### INSTRUCTIONS FOR THE TASK
Rewrite the stretch of data from the line containing "the white pant" through the line containing "column 553, row 937", swapping "population tally" for "wildlife survey" and leaving everything else as it is.
───── INPUT MATERIAL
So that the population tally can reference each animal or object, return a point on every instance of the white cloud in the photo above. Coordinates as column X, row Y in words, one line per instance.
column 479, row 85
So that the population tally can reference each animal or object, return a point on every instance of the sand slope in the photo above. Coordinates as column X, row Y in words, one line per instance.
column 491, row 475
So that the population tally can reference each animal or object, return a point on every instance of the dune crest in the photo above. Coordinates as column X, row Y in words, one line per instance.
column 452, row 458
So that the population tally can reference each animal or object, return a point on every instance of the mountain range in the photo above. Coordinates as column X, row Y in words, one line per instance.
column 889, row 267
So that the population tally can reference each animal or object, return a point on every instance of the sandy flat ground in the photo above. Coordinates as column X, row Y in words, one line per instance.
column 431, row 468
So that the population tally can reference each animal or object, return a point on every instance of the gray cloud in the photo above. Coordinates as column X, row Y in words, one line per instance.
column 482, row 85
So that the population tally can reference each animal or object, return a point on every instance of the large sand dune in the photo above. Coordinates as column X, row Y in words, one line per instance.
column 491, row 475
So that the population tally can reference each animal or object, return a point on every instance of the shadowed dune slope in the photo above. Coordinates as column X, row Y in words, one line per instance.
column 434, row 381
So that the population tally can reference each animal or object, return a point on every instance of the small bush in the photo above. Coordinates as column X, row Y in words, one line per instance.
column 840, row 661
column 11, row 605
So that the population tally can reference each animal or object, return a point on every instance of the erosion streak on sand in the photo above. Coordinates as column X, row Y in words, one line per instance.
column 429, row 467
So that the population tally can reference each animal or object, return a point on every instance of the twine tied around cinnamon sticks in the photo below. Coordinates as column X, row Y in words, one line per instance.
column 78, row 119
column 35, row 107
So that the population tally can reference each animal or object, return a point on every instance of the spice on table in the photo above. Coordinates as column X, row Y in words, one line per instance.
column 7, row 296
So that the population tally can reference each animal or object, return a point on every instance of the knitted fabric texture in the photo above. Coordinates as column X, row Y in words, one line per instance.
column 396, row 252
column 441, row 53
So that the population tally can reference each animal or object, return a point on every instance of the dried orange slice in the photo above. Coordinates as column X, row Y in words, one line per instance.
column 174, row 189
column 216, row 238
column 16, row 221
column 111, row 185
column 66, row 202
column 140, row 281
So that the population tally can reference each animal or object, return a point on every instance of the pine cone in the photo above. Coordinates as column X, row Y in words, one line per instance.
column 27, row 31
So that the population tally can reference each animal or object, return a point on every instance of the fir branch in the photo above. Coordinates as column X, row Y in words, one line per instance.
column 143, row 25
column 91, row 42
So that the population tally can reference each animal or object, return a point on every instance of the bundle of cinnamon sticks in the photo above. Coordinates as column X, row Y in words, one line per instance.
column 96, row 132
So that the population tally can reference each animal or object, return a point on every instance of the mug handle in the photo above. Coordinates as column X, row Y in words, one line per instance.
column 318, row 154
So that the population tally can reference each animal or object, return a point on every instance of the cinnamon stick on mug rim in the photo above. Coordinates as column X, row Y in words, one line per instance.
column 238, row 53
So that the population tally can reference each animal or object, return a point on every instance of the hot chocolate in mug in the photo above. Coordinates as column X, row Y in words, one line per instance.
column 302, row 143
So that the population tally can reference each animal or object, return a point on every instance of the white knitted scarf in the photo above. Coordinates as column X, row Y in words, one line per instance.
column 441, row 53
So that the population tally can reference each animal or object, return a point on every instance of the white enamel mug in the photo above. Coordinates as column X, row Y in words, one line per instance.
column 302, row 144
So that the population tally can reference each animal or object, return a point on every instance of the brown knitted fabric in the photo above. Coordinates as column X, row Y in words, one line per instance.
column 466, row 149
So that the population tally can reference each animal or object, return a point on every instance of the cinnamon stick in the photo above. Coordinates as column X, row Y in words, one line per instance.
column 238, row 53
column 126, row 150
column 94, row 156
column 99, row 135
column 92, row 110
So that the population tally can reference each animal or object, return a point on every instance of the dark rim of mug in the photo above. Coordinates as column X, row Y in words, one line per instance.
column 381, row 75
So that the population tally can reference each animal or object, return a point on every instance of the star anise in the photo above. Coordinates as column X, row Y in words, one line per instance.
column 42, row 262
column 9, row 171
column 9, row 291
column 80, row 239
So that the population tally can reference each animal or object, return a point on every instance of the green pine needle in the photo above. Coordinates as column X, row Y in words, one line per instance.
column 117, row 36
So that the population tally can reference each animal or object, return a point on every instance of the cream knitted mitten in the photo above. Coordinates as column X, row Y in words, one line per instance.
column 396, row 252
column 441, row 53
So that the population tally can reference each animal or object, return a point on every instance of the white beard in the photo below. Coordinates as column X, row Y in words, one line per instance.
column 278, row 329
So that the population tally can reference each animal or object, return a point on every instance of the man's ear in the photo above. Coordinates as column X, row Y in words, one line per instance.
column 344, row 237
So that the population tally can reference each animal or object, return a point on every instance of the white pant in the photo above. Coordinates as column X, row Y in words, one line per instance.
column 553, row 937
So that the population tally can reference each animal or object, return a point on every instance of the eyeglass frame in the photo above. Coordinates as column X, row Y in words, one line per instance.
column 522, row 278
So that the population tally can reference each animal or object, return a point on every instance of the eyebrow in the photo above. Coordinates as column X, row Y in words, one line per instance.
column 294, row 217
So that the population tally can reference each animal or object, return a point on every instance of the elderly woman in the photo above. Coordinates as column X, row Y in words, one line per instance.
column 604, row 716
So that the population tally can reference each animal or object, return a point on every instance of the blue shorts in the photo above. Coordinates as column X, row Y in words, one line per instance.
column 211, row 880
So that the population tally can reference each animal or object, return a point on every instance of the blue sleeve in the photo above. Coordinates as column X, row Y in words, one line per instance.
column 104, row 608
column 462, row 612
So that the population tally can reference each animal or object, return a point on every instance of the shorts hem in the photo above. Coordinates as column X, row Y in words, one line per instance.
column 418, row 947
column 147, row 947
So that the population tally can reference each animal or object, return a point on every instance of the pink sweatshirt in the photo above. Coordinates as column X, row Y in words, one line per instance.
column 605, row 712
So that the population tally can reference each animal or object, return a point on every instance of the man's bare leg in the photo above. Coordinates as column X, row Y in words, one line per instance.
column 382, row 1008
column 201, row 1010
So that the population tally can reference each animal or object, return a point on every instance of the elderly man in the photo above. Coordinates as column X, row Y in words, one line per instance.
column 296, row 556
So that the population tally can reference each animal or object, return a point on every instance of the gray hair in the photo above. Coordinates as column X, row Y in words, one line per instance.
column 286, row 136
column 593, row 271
──────────
### ANSWER TO THIS EXERCISE
So that the wildlife survey can reference each animal or object, return a point on every instance of the white pant in the photo above. Coordinates as column X, row Y in words, one line per instance.
column 553, row 937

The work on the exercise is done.